### Consigne
Reprenez les lignes qui vont de celle contenant « point_to marks one point per instance of the player's hand » jusqu'à celle contenant « column 172, row 244 », en remplaçant « gripping » par « holding » sans rien modifier d'autre.

______________________________

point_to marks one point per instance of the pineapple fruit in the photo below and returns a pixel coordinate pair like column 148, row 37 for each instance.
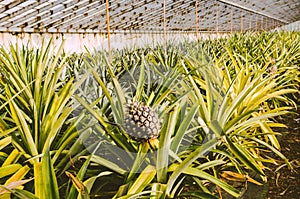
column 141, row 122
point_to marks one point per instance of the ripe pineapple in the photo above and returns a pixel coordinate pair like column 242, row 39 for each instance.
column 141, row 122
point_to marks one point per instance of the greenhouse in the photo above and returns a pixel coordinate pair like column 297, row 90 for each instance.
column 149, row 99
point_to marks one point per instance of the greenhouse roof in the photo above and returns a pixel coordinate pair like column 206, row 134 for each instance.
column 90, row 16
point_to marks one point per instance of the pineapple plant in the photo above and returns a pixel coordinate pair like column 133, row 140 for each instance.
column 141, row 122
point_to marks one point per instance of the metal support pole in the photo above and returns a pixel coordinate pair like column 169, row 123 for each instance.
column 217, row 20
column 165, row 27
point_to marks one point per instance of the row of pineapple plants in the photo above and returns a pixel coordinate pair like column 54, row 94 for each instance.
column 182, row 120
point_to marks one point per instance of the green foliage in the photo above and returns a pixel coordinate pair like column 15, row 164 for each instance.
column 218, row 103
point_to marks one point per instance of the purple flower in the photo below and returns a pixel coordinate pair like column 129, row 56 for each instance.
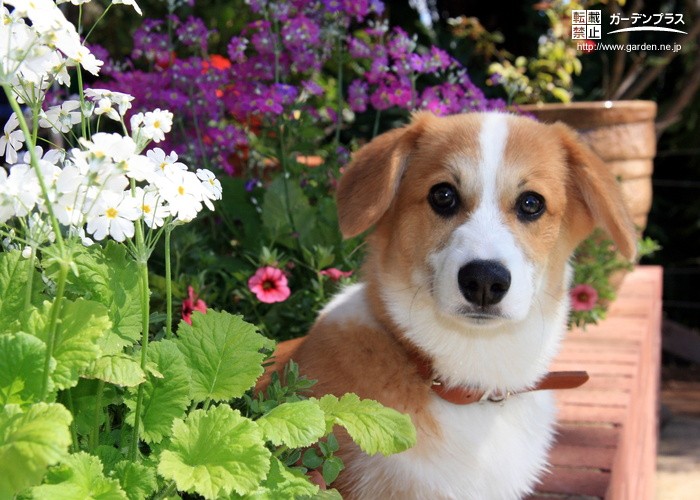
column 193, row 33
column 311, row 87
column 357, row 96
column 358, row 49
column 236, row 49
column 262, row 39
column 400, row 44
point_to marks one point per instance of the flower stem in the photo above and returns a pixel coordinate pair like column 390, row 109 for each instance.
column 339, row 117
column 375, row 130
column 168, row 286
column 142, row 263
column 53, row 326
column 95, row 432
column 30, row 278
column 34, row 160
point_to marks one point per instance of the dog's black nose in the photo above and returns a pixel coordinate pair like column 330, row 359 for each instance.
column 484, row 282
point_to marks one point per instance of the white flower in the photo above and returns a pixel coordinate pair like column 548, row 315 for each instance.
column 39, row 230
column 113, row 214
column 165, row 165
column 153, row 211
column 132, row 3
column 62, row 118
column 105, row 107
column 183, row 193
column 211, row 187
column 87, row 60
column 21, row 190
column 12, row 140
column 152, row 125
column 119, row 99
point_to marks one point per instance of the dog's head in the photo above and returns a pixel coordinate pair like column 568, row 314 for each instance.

______________________________

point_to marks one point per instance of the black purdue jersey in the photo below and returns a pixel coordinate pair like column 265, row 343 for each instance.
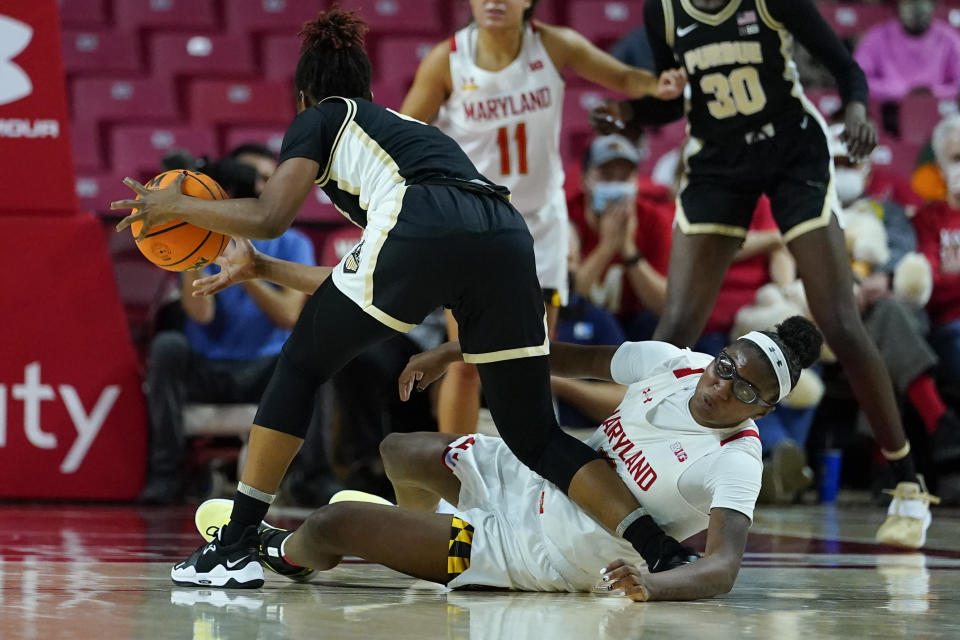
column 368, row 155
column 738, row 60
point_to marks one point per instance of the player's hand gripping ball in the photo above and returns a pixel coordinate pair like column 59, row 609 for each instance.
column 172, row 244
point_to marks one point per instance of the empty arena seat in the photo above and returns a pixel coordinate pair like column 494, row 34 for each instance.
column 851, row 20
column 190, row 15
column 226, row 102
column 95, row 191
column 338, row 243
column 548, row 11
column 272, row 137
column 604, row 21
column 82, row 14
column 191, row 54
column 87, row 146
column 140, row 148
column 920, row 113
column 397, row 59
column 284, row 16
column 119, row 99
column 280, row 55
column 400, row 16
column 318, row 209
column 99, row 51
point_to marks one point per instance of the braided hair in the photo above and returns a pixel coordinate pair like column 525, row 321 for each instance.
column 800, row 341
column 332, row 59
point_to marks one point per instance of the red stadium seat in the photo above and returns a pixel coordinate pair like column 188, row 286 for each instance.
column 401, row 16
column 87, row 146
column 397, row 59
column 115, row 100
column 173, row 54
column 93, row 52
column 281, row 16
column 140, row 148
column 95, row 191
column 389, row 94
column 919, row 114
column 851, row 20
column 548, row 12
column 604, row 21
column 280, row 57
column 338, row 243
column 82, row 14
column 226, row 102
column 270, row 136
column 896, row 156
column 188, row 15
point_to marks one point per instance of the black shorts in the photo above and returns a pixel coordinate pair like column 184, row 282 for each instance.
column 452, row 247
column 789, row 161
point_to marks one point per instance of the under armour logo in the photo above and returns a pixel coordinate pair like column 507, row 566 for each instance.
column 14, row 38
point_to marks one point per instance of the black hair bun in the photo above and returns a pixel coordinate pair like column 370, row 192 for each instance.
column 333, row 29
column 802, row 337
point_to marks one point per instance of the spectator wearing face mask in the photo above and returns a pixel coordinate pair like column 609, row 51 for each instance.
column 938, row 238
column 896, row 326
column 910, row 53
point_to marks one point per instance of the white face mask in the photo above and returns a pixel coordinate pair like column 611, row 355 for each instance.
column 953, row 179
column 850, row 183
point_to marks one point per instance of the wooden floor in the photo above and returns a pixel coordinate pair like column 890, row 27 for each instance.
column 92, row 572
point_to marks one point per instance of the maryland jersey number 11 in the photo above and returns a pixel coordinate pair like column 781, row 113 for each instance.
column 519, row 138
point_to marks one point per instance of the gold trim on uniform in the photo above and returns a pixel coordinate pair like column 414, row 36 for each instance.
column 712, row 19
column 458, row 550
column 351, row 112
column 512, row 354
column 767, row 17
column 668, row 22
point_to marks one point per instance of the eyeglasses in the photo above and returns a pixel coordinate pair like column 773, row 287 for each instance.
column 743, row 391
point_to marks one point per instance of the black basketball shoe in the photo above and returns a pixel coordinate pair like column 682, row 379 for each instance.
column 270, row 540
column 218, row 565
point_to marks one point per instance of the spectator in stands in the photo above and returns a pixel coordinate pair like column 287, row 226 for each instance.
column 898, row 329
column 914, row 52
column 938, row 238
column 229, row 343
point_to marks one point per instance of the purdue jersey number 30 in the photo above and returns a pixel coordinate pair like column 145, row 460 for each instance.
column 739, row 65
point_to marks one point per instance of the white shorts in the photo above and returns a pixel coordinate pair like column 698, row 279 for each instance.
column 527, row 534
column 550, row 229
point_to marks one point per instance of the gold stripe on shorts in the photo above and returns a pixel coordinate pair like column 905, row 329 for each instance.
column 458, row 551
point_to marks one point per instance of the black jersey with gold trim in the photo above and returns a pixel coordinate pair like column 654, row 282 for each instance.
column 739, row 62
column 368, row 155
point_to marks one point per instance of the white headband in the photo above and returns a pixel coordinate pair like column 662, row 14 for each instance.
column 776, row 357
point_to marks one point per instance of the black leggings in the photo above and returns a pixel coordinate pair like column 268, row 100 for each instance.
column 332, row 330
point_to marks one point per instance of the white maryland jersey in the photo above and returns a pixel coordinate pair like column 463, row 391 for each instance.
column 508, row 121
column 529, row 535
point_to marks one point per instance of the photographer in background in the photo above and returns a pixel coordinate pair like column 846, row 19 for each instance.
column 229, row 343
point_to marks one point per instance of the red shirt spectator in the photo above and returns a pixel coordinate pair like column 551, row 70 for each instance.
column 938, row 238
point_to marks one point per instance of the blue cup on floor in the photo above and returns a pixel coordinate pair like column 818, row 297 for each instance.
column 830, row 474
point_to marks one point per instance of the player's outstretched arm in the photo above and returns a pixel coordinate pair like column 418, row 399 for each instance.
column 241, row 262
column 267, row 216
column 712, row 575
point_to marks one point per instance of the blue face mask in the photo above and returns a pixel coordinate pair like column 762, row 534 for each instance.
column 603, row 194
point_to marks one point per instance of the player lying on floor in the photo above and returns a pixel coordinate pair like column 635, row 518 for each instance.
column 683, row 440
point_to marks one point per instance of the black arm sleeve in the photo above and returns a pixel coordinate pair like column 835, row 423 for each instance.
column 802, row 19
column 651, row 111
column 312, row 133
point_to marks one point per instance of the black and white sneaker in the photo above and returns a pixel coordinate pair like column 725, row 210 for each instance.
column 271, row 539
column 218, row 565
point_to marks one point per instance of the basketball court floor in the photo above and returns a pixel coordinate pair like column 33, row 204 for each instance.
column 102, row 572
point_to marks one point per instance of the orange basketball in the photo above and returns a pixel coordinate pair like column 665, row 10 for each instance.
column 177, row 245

______________________________

### Tâche réalisée
point_to marks one point per instance of the player's hand holding ball in the photo above and returns a pixel coordinate pair like column 59, row 609 for each instance.
column 172, row 244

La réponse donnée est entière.